§ **Directions**:
A: Do these statements agree with the Maryland striper fishing account? (i) The writer skipped the Bay Bridge Tunnel in 2014. (ii) By the end of June, fish were gathered around bait schools at the mouth of Eastern Bay. (iii) On some summer days the writer counted over two hundred boats north of Poplar Island. Answer yes or no for each, quoting the deciding words from the account.
B: Carry the Maryland striper fishing account forward from its final sentence.

§ **Document excerpt**:
-.-.-

My year in review video:

Most of the anglers I know caught rockfish last year. Some of us here in Maryland had a pretty good year. One of the reasons we caught well in 2014 is because we had a lot of fish very close to home. I don’t like to kick off a new year on a down note, but I’m not too excited about our catching last year. Our area is one of the few places in the country where striped bass fishing was decent in 2014. Did we have a good year, or have we lowered our expectations?

I started the 2014 catch-and-release season last January by fishing the warm water discharges in the Patapsco River and in southern Maryland. Those places didn’t produce like they have in year’s past, but there were some nice fish in the discharges. Unlike previous years, I didn’t bother to visit the Bay Bridge Tunnel or the Susquehanna Flats in 2014. Many Marylanders used to refer to the area around the Bridge Tunnel as The Promised Land for striped bass fishing. Now, hardly anyone makes the trip there. There just aren’t enough rockfish to make light-tackle, artificial-lure fishing worthwhile. It’s the same for the Susquehanna Flats. One of the highlights of Maryland fishing used to be catching big stripers via fly casting or light tackle on the Susquehanna Flats. That area is only a shadow of what it once was.

Things started looking up last May when post-spawn fish started moving out of the rivers. My buddies and I caught nice fish on both sides of Kent Island in addition to fishing spots around the Bay Bridge. By the end of June, fish were concentrated around the bait schools at the mouth of Eastern Bay. This striper school became the primary target for trollers and bait fishermen from all over the region. Since there were very few stripers in other areas of the Bay, we saw charter boats running to this one school from as far away as Harve de Grace and Solomon’s Island. There were days during the summer when I counted over a hundred and twenty boats in a square-mile-area north of Poplar Island.

-.-.-

Entries pointing to named objects:
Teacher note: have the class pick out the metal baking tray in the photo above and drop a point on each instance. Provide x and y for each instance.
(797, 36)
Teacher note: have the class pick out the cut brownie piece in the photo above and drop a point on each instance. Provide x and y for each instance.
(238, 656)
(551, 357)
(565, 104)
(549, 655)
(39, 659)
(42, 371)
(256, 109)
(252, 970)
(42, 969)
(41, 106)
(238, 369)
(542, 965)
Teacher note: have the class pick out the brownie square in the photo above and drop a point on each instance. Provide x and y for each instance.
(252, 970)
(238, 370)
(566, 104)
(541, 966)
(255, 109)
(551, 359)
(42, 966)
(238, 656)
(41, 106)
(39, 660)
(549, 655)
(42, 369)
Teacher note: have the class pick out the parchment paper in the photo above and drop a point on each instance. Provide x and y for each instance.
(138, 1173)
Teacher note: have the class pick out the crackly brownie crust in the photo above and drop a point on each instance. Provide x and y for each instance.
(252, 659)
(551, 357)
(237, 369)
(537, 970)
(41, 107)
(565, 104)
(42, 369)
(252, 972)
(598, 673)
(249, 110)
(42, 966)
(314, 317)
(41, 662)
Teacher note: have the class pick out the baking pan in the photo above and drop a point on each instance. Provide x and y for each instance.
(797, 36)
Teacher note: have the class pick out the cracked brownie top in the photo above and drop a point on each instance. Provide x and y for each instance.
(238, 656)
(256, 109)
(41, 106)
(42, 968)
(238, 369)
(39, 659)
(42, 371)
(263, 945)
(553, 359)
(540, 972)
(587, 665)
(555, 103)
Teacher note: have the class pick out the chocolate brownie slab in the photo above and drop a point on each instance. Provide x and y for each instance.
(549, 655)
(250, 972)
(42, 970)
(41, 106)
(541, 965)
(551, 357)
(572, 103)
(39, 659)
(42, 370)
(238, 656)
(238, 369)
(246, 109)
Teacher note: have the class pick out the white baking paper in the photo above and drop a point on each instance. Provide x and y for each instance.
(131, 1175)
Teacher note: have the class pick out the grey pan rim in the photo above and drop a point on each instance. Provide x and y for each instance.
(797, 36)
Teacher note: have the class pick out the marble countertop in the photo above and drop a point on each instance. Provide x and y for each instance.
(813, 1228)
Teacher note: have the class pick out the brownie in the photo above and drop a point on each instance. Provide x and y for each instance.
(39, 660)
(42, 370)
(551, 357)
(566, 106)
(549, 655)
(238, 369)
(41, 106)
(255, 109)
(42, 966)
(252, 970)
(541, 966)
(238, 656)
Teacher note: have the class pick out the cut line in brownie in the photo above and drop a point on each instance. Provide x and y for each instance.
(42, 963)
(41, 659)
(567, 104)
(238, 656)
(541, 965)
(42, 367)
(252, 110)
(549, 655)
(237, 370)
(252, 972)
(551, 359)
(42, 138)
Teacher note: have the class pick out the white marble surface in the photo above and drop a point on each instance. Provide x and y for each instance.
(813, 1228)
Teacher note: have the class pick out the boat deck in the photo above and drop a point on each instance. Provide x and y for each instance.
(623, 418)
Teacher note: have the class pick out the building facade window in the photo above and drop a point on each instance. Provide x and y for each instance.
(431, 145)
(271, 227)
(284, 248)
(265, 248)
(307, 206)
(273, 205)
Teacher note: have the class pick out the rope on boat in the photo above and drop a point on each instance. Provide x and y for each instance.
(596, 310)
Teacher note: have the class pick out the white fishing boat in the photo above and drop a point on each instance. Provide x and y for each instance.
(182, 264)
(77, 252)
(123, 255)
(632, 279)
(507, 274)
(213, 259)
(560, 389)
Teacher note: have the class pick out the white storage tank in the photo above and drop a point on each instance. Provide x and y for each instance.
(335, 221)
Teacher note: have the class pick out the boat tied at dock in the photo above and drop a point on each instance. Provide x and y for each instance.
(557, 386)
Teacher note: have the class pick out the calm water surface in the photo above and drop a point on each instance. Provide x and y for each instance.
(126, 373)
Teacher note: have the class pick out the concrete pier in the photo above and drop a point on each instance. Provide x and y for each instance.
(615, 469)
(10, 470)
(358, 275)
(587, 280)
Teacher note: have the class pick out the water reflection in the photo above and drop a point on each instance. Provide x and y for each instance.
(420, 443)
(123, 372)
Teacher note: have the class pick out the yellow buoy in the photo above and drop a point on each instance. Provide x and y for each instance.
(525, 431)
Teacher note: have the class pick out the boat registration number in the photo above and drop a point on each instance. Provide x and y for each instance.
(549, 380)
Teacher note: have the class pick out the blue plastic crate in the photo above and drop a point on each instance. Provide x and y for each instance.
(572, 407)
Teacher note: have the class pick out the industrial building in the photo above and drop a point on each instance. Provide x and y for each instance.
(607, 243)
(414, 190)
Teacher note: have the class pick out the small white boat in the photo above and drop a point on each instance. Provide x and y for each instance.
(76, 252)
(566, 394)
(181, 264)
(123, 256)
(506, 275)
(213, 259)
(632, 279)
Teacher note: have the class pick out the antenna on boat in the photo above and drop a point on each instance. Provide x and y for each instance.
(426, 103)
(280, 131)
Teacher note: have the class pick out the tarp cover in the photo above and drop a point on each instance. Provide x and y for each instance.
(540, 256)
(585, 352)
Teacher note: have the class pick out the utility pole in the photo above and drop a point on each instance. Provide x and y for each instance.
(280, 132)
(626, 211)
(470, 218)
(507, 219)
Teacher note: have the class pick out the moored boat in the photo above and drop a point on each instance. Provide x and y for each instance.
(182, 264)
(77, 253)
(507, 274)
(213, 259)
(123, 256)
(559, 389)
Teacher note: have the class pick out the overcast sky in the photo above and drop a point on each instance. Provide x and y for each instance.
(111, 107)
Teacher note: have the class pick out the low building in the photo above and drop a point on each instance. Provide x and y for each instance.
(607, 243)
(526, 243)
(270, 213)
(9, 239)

-.-.-

§ **Results**:
A:
(i) Yes: "I didn’t bother to visit the Bay Bridge Tunnel or the Susquehanna Flats in 2014."
(ii) Yes: "By the end of June, fish were concentrated around the bait schools at the mouth of Eastern Bay."
(iii) No: "I counted over a hundred and twenty boats in a square-mile-area north of Poplar Island."

B:
Since I don’t like crowds, I spent most of my summer targeting redfish or running miles farther to remote locations seeking structure-oriented stripers. By early fall, we started seeing fish schooling in the rivers on both sides of the Bay. That’s the typical fall pattern, but these rivers didn’t produce nearly as well as they did last year and in the years before. I thought the shallow topwater bite was also off a little last fall, although we did catch some fish along the shoreline in both the eastern and western shore rivers.

We didn’t see very many ocean-run stripers in the Maryland part of the Bay last fall. We caught a few nice migrating fish, and the trollers turned up a few, but fishing was nothing like we’ve seen in previous years. There were some rockfish farther south along the Maryland/Virginia line, but comparitively few big migrating stripers were caught in Maryland last fall. As we reached the coldest days in December, there were still a few reports of smaller fish near the mouth of the Potomac River and the warm water discharges are beginning to produce a fish here and there. Anglers close to home are having pretty good luck jigging deep around the Bay Bridge rockpiles.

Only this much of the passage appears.